> Recorded information:
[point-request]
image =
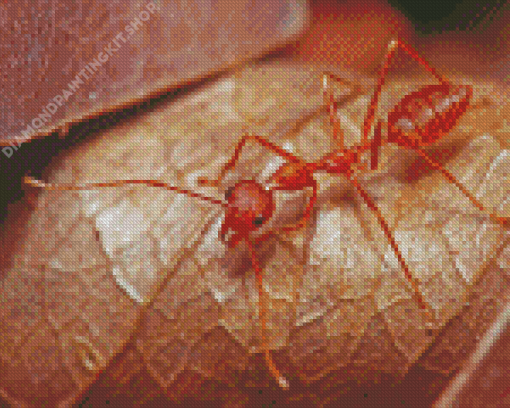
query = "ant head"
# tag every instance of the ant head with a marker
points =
(250, 207)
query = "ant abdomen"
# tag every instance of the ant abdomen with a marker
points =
(426, 115)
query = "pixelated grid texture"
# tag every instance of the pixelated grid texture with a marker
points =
(144, 281)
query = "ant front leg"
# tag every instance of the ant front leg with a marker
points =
(332, 104)
(237, 152)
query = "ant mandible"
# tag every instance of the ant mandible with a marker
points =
(419, 119)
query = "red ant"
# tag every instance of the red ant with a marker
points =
(418, 120)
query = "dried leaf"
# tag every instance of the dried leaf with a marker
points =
(110, 54)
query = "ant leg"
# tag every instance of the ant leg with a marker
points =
(370, 203)
(414, 55)
(262, 316)
(502, 220)
(375, 146)
(235, 157)
(90, 186)
(332, 104)
(369, 119)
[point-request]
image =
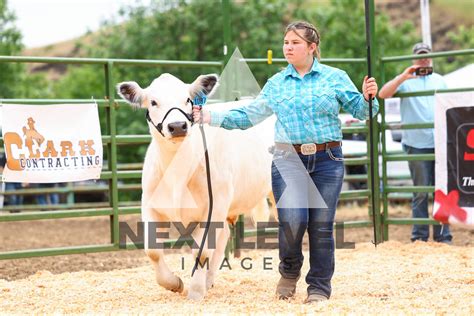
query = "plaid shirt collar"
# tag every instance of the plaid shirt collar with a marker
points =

> What you should do: Your task is to retype exactly the lines that run from the line with "# tag every instance of the ant abdomen" through the last line of the material, with the pictures left out.

> Solution for this problem:
# tag every instance of the ant abdomen with a marker
points =
(426, 115)
query = "pixelated grid texture"
# tag every instance of the pixelated grid texture with a marker
points =
(144, 281)
query = "ant front leg"
# tag every instance of the ant front leg with a marker
points =
(332, 104)
(237, 152)
query = "ant mandible"
# tag every instance of the ant mandible with a marker
points =
(419, 119)
query = "red ant"
# tag every instance of the red ant with a marker
points =
(418, 120)
query = "dried leaf"
# tag every instance of the dried leaf with a marker
points =
(110, 54)
query = "ant leg"
# tag every instance of the ant leg with a marker
points =
(370, 203)
(414, 55)
(262, 316)
(502, 220)
(375, 146)
(235, 157)
(90, 186)
(332, 104)
(369, 119)
[point-request]
image =
query = "plaid shirt collar"
# tag every instance of the plaid shirt collar with a marker
points =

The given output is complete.